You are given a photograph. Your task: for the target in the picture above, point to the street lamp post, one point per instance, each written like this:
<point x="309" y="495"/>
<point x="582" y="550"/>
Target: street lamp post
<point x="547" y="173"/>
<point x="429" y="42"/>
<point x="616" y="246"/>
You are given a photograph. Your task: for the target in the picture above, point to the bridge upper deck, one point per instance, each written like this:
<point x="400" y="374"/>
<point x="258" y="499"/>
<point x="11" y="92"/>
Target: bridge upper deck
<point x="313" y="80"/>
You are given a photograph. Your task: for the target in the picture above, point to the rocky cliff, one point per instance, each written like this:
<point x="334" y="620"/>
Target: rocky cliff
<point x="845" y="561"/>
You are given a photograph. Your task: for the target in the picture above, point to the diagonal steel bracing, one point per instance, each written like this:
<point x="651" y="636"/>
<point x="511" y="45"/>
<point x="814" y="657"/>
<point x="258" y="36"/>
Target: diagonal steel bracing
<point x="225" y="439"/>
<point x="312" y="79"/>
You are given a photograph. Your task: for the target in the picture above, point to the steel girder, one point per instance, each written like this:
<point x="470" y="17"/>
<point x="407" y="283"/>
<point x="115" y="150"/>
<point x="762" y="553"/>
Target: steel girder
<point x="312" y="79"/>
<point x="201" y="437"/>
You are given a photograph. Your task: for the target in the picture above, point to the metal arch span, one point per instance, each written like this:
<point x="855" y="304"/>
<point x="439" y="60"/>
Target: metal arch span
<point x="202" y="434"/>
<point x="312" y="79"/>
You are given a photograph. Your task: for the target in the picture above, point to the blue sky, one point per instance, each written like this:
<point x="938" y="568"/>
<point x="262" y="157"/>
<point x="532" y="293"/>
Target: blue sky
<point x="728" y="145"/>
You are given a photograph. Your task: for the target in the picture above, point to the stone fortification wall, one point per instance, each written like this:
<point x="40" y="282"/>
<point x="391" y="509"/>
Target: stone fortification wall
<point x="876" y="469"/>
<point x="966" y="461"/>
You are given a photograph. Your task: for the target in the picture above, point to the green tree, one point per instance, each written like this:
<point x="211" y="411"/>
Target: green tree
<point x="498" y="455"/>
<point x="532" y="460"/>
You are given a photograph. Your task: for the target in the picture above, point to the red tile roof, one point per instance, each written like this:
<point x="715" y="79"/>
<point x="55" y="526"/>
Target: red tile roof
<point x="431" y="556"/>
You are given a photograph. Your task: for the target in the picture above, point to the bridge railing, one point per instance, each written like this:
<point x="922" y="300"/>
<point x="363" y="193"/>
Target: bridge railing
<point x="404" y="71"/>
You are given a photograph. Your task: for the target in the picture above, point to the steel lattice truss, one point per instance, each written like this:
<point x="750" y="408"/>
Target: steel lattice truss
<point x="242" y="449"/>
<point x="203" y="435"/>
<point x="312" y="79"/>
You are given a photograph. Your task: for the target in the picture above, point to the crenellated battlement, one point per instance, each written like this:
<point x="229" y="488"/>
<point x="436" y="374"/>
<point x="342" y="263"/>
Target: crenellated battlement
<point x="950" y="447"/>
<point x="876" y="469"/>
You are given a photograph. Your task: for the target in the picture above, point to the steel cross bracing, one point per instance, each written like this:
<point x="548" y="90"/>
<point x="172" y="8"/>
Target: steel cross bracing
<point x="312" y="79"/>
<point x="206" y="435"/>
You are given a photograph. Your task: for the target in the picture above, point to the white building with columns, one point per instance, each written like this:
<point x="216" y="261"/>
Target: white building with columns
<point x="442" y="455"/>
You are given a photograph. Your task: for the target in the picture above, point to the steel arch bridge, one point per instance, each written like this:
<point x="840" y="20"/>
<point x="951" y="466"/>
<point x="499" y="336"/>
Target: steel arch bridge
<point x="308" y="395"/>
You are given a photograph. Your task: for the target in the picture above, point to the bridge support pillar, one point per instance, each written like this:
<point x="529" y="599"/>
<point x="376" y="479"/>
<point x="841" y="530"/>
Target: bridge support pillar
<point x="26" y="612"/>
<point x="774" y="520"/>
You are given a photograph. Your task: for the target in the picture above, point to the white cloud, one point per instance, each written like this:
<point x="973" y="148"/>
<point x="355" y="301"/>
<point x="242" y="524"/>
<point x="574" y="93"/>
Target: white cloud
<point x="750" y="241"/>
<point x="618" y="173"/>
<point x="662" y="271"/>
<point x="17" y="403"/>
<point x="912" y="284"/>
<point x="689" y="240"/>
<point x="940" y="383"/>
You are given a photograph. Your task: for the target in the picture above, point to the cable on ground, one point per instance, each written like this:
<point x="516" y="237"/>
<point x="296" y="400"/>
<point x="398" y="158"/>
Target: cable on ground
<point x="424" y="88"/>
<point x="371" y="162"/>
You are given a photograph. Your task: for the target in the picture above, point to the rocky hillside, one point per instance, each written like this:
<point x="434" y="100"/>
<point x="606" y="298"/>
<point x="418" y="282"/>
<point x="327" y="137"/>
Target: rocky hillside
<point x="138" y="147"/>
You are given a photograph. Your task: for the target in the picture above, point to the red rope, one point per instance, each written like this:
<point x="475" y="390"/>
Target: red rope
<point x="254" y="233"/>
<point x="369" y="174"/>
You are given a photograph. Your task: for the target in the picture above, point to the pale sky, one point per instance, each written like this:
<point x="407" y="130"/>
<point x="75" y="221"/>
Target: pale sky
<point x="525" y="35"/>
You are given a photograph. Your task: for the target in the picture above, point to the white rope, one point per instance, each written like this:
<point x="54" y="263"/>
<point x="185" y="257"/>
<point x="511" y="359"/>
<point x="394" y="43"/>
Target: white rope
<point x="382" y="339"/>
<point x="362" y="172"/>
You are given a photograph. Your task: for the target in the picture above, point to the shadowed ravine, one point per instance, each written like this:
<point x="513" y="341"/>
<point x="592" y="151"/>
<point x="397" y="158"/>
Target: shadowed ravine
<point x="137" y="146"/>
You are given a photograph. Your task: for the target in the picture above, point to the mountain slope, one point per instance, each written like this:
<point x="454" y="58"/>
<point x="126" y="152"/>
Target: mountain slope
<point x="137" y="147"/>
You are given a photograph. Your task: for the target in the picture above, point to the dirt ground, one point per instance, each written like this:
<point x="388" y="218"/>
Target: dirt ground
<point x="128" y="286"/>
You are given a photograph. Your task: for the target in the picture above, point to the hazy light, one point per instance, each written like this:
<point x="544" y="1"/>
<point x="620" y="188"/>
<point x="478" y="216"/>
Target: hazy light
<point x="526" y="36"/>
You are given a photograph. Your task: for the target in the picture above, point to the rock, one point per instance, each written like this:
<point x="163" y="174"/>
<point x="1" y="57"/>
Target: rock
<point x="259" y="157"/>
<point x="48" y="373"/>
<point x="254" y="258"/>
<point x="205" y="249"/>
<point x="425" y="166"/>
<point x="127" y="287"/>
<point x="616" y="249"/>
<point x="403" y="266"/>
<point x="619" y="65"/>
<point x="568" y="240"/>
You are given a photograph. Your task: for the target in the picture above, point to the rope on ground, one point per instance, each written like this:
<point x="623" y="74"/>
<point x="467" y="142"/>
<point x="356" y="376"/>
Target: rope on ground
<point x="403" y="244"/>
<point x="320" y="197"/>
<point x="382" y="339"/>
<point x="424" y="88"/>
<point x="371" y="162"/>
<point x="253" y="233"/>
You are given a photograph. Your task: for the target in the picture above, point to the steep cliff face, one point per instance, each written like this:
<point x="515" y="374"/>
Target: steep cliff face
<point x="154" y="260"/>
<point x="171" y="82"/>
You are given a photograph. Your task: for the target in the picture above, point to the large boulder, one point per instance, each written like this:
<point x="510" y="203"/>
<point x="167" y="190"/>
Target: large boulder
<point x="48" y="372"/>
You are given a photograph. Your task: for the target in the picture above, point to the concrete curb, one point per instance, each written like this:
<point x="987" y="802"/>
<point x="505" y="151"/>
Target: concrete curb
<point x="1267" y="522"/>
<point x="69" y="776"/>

____________________

Task details: Every line from the line containing "to the steep" to the last line of the material above must be repeated exactly, and no other line.

Correct answer:
You are given a photograph. Your task: for the target in the picture above, point to the steep cliff face, one point per instance, each written like this:
<point x="515" y="374"/>
Target: steep cliff face
<point x="154" y="260"/>
<point x="171" y="82"/>
You are given a photograph. Your task: for the target in the picture above, point to the large boulder, one point per instance, each written like this:
<point x="510" y="203"/>
<point x="167" y="190"/>
Target: large boulder
<point x="48" y="372"/>
You are given a photograph. Your task: for the target in the picture above, point to the concrete curb, one point per instance, each written like this:
<point x="987" y="802"/>
<point x="505" y="151"/>
Target: concrete curb
<point x="1267" y="522"/>
<point x="69" y="776"/>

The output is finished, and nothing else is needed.